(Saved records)
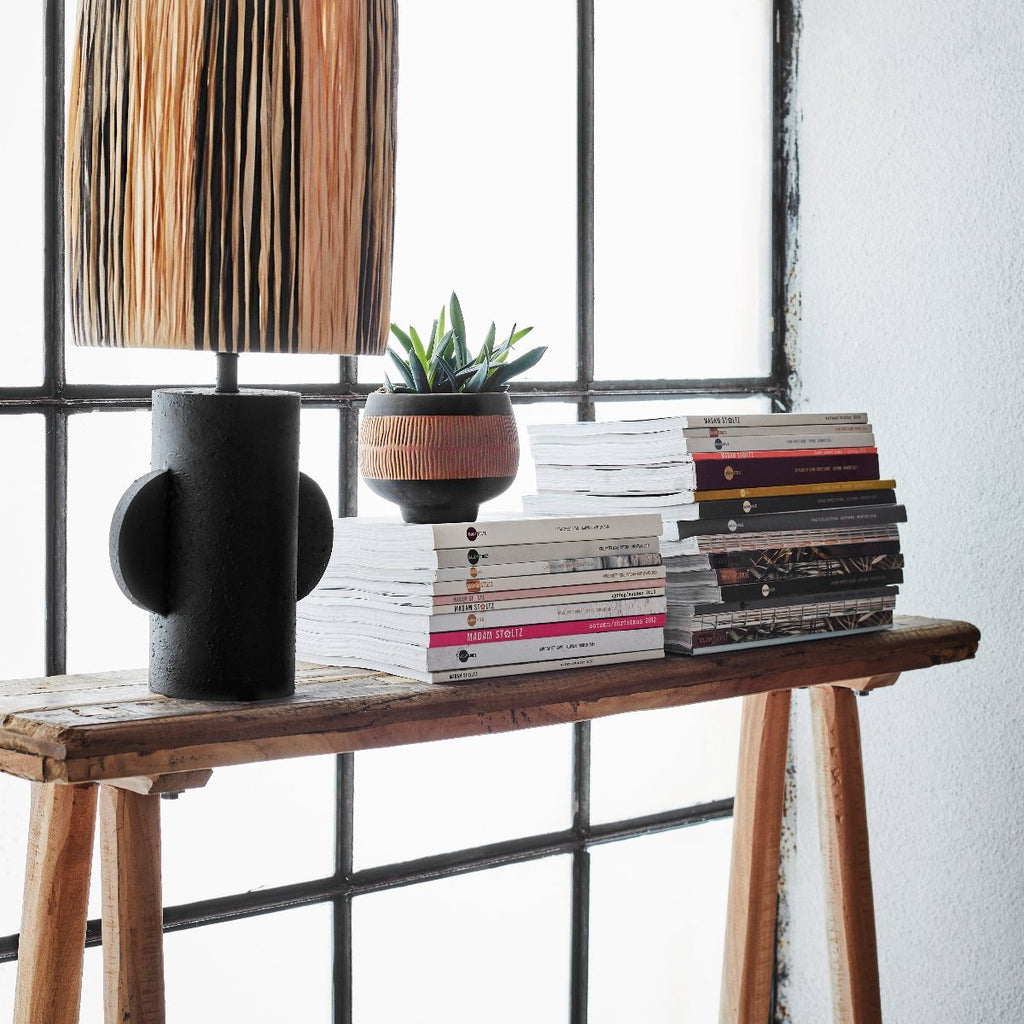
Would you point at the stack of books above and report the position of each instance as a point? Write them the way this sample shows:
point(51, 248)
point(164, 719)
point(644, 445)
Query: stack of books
point(776, 527)
point(453, 602)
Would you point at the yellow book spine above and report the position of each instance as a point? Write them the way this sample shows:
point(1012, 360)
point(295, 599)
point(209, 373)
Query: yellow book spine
point(795, 488)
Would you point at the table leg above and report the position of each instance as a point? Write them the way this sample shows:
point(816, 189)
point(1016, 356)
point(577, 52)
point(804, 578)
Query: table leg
point(750, 935)
point(56, 899)
point(133, 940)
point(843, 823)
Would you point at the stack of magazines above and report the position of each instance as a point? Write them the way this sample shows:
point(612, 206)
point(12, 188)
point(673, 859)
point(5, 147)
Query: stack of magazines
point(453, 602)
point(775, 527)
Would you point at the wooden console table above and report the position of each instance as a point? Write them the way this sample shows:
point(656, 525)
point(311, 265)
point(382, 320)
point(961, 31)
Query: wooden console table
point(66, 733)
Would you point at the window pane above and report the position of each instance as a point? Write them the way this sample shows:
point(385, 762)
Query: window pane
point(22, 187)
point(155, 366)
point(680, 407)
point(485, 192)
point(683, 156)
point(253, 826)
point(487, 947)
point(431, 798)
point(107, 452)
point(657, 926)
point(656, 761)
point(318, 444)
point(23, 547)
point(268, 970)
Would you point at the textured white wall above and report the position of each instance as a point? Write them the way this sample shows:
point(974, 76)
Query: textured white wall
point(911, 267)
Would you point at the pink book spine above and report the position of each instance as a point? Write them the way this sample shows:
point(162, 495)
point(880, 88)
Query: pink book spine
point(496, 634)
point(580, 588)
point(780, 454)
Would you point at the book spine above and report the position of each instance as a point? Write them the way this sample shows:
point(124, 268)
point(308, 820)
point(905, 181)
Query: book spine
point(770, 556)
point(802, 570)
point(810, 585)
point(772, 454)
point(771, 419)
point(720, 607)
point(792, 503)
point(553, 580)
point(766, 471)
point(466, 603)
point(784, 441)
point(760, 633)
point(781, 613)
point(458, 535)
point(775, 429)
point(794, 488)
point(551, 566)
point(845, 518)
point(542, 649)
point(495, 554)
point(545, 613)
point(586, 662)
point(500, 634)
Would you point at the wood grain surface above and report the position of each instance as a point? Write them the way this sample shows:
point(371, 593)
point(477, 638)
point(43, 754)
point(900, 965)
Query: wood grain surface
point(101, 726)
point(56, 897)
point(845, 860)
point(749, 966)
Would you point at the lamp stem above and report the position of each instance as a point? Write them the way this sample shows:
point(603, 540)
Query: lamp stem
point(227, 373)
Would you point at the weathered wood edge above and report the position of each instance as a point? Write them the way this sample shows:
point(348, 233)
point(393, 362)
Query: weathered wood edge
point(421, 713)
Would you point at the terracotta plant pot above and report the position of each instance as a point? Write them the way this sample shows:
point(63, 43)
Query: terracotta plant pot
point(438, 456)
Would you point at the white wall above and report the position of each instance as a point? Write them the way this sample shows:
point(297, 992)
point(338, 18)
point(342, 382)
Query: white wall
point(911, 268)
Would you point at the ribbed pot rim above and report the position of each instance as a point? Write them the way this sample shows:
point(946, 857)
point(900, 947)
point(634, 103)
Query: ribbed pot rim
point(475, 403)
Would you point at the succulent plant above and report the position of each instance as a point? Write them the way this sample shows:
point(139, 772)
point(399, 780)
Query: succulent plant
point(443, 366)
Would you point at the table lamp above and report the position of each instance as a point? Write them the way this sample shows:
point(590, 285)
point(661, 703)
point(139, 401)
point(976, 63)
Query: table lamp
point(229, 188)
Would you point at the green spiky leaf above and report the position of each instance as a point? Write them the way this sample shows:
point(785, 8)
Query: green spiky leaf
point(509, 370)
point(401, 367)
point(403, 339)
point(459, 326)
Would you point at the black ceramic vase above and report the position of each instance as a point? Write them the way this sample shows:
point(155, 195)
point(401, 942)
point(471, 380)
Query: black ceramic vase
point(438, 456)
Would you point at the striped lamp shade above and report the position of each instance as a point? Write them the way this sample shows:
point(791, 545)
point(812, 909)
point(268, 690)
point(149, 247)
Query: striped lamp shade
point(230, 174)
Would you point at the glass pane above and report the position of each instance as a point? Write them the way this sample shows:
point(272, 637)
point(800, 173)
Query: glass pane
point(154, 366)
point(23, 541)
point(14, 796)
point(268, 970)
point(656, 761)
point(657, 926)
point(680, 407)
point(525, 481)
point(485, 193)
point(253, 826)
point(107, 452)
point(683, 156)
point(318, 444)
point(22, 186)
point(492, 946)
point(432, 798)
point(261, 971)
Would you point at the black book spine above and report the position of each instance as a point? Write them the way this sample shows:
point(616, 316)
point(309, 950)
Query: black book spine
point(769, 556)
point(868, 593)
point(794, 503)
point(876, 515)
point(717, 474)
point(750, 592)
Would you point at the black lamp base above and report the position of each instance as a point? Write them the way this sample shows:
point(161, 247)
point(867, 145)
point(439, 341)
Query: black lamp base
point(219, 541)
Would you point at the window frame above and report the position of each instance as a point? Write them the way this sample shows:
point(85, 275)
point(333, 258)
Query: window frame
point(56, 400)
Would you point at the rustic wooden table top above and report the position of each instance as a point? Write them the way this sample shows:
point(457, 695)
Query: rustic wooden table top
point(109, 725)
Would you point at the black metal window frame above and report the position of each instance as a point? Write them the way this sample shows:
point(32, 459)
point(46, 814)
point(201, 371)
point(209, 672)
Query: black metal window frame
point(56, 399)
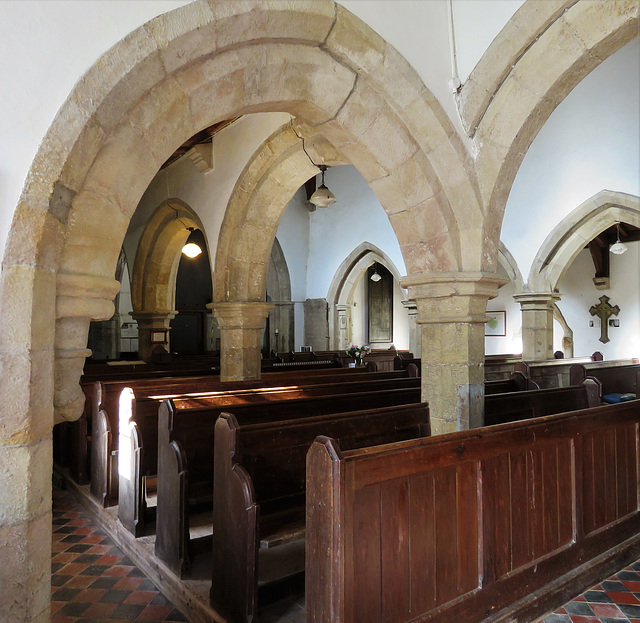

→ STATED GOAL
Swap "sample" for "example" everywhere in the data above and write the data out again with nothing else altered. Leave out the pictures.

→ REPLY
Would you point at the stack of books above and report the position of each instance as a point? Write them the way this example shows:
point(51, 248)
point(164, 719)
point(644, 445)
Query: stack of books
point(776, 527)
point(453, 602)
Would you point at the yellow book spine above and report the position of each instance as a point? Write them the way this example shows:
point(1012, 360)
point(295, 599)
point(209, 373)
Query: yellow book spine
point(795, 488)
Would you point at the table leg above and report the position of each instance as a point? Write them the way this example shows:
point(816, 189)
point(1016, 356)
point(577, 52)
point(804, 578)
Query: table leg
point(750, 935)
point(56, 899)
point(133, 940)
point(843, 823)
Would you point at the stack of magazines above and report the position of each instance as a point? Write them the way this example shows:
point(612, 206)
point(12, 188)
point(673, 859)
point(5, 147)
Query: stack of magazines
point(453, 602)
point(775, 527)
Would you point at the wooden console table above and report the position of each instance as a point? Write them the way this example shows:
point(656, 525)
point(311, 265)
point(382, 320)
point(961, 31)
Query: wooden console table
point(66, 733)
Would you point at the window pane above and report the position of each instance as a point? Write them the way this example shows:
point(385, 762)
Query: window pane
point(22, 187)
point(155, 366)
point(680, 407)
point(485, 192)
point(683, 156)
point(253, 826)
point(487, 947)
point(431, 798)
point(107, 452)
point(657, 926)
point(656, 761)
point(318, 444)
point(23, 547)
point(268, 970)
Would you point at the textured white wall above and report the position of each instance as a point? Write them the way this example shows:
point(974, 76)
Query: textured white wall
point(911, 267)
Would you point at the pink book spine above and report the position of each instance as a point? Write them the way this example shows:
point(162, 495)
point(880, 88)
Query: pink book spine
point(496, 634)
point(580, 588)
point(780, 454)
Would you point at the book spine above and report the position of each instance as a point? Write them the way this example shows:
point(124, 268)
point(308, 820)
point(905, 181)
Query: book spine
point(770, 556)
point(802, 570)
point(810, 585)
point(772, 454)
point(771, 419)
point(720, 607)
point(792, 503)
point(553, 580)
point(766, 471)
point(466, 603)
point(784, 441)
point(760, 633)
point(781, 613)
point(458, 535)
point(775, 429)
point(794, 488)
point(551, 566)
point(845, 518)
point(542, 649)
point(495, 554)
point(545, 613)
point(586, 662)
point(500, 634)
Would you point at the wood grain surface above and report the position of each instance as a point? Write them the way this example shows:
point(371, 593)
point(477, 638)
point(43, 754)
point(900, 965)
Query: wood grain surface
point(101, 726)
point(56, 897)
point(845, 860)
point(749, 966)
Would you point at the lamp stem above and report the position of each instance as a point? Write them the way this example shows:
point(603, 540)
Query: lamp stem
point(227, 373)
Would you point at the weathered wood edge above and report the position of each instance as a point? Write them the way this example shows:
point(348, 233)
point(393, 362)
Query: weathered wood edge
point(421, 713)
Would you point at the terracotta plant pot above and report the position of each instance as a point? Write them the way this example shows:
point(63, 43)
Query: terracotta plant pot
point(438, 456)
Would you point at the white wall above and report the position of each instance as a point? Write them the way this example shows:
point(297, 992)
point(338, 18)
point(342, 382)
Query: white wall
point(911, 268)
Would you point at the ribbed pot rim above and report the position of each instance as a point? Write them the way this example shows:
point(946, 857)
point(900, 947)
point(634, 103)
Query: ribbed pot rim
point(475, 403)
Would you point at the succulent plant above and report the position of each instance as a point? Write them the way this example shows:
point(139, 772)
point(399, 780)
Query: succulent plant
point(443, 366)
Would you point at the table lamp above and report the position of each instance as a point? Write them the way this example shows:
point(590, 285)
point(661, 703)
point(139, 401)
point(976, 63)
Query: table lamp
point(229, 188)
Would you point at the green spiky leaf above and report the position of each instance as a point? Write them the way this example shows:
point(785, 8)
Query: green spiky leaf
point(509, 370)
point(401, 367)
point(403, 339)
point(459, 326)
Would you point at the black ceramic vase above and report the position of each instance as a point? Write them the way this example shows:
point(155, 195)
point(401, 942)
point(471, 380)
Query: black ceramic vase
point(438, 456)
Would you point at the striped lamp shade above and report the position of each instance as a point? Write them the way this example shows:
point(791, 545)
point(812, 909)
point(268, 690)
point(149, 247)
Query: striped lamp shade
point(230, 174)
Would you point at the glass pane above and report the position of each instance as a point? Write them the way this example shows:
point(272, 637)
point(800, 173)
Query: glass pane
point(154, 366)
point(23, 541)
point(14, 796)
point(268, 970)
point(656, 761)
point(657, 926)
point(680, 407)
point(525, 481)
point(485, 193)
point(253, 826)
point(107, 452)
point(683, 156)
point(318, 444)
point(22, 186)
point(492, 946)
point(432, 798)
point(261, 971)
Would you point at the black book spine above and report the position of each instance as a point? Write them the way this example shows:
point(616, 316)
point(309, 950)
Query: black book spine
point(769, 556)
point(868, 593)
point(794, 503)
point(876, 515)
point(717, 474)
point(750, 592)
Would you point at the black lamp base above and report the position of each instance as a point? Write them the way this example shows:
point(161, 247)
point(867, 145)
point(439, 341)
Query: black lamp base
point(219, 541)
Would you point at the window frame above and report the position of each instance as a point? Write them the way this example shows:
point(85, 275)
point(333, 258)
Query: window frame
point(56, 400)
Would you point at the rustic wooden table top above and report the position of each instance as a point? Write them the way this example shows:
point(457, 695)
Query: rustic wooden table top
point(109, 725)
Would you point at the black metal window frame above and report the position of each instance as a point? Write them the way this example shows:
point(32, 459)
point(46, 814)
point(201, 371)
point(209, 672)
Query: black metal window frame
point(56, 399)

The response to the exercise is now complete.